According to a study done by PwC and CISAI, 72% of business execs believe AI will be the business advantage of the future. Currently 54% of business and IT executives in their Digital IQ survey say their companies are making large investments in AI.

What Does The C-Suite Want From AI?

artificial intelligence and the c-suite

What are organizational leaders hoping to get from their investments? Put simply, they want a boost in productivity, improved business strategy, and substantial growth. More specifically, they want to improve big data analytics, obliterate menial tasks, and match human intelligence to artificial intelligence in order to create impactful business strategies. And one more thing—they want to improve the life of workers.

The C-Suite Wants More Big Data

Execs are looking forward to the possibility of virtual personal assistants and automated data analysts. They see an opportunity for AI to analyze massive amounts of data quickly, in order to increase efficiencies in all areas of their business. As an example, a UK law firm partnered with a French start-up to use AI to analyze decades of historical data. Looking at this information, they were able to estimate the course, cost, length and outcome of litigation.

AI Waves Goodbye to Menial Tasks

78% of executives agree that AI will free employees from menial tasks like paperwork, scheduling, and time sheets. This will allow them to focus more on deep thinking and creating.

However, when it comes to the human resources department, they are less keen on AI. Even though 69% of business executives think AI could be equally or more fair, and less biased, when it comes to bonuses and promotions, only 46% would consider having AI involved in those type of decisions.

Human Intelligence + Artificial Intelligence

So in the case of HR, human intelligence and AI would be better for executives. AI would make the decision, but HR would want to follow up with a human for feedback after this decision was made. The C-Suite also hopes that the marriage of HR and AI will contribute to major strategic shifts in the organization by providing more information during decision-making. They believe the man-machine hybrid has the potential to be more powerful than either on its own. So this does not mean the elimination of employees—just the elimination of jobs as they transition into new roles overseeing and coordinating with intelligent machines.

Improving the Life of Employees

Executives are hopeful that the new roles created by the relationship between human and artificial intelligence will improve the life of employees by providing more flexibility and freedom to work from home, and a more balanced workload. 70% believe AI has the potential to allow humans to focus on more meaningful work and indulge more in leisure. They will be able to think deeper about complex situations, build better relationships with their teams, act with empathy and influence others to seek their vision—because AI will automate the rest.

────

Carry on the article above about what executives want from AI, starting right after its last sentence.

◆ Given information

────

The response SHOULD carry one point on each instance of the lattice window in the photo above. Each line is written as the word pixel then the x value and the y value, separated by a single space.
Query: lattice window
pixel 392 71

────

◆ Right answer
What kind of things could AI automate that would lead to more big thinking? Imagine a job without paperwork, scheduling, time sheets, accounting, personal expenses, email management, proposal writing and more. How much more time would you have to devote to solutions, strategy and building relationships?

Five Ways to Prepare Your Organization for AI

artificial intelligence and the c-suite

  1. Grab That Data

Data is what drives technology. Organizations need to find out what data they already have, and what data they need in order to find opportunities, improve processes and answer a variety of questions. This means you need people in all aspects of your business who understand data, or you must bring in outside data analytics consultants.

  1. Commit to Continuous Learning

Improving the life of employees by shifting tasks to AI will require learning new skills and being adaptable. Incorporating AI and the rapid technological advancements associated with it means C-Suite and employees need to adopt the mindset of continual learning. That includes seeking out diverse perspectives, to better take advantage of AI’s potential for the business and the community.

  1. Foster a New Kind of Teamwork

When your team now includes a machine, teamwork will undoubtedly change. How will goals be set? How will tasks be delegated? A new approach will be needed.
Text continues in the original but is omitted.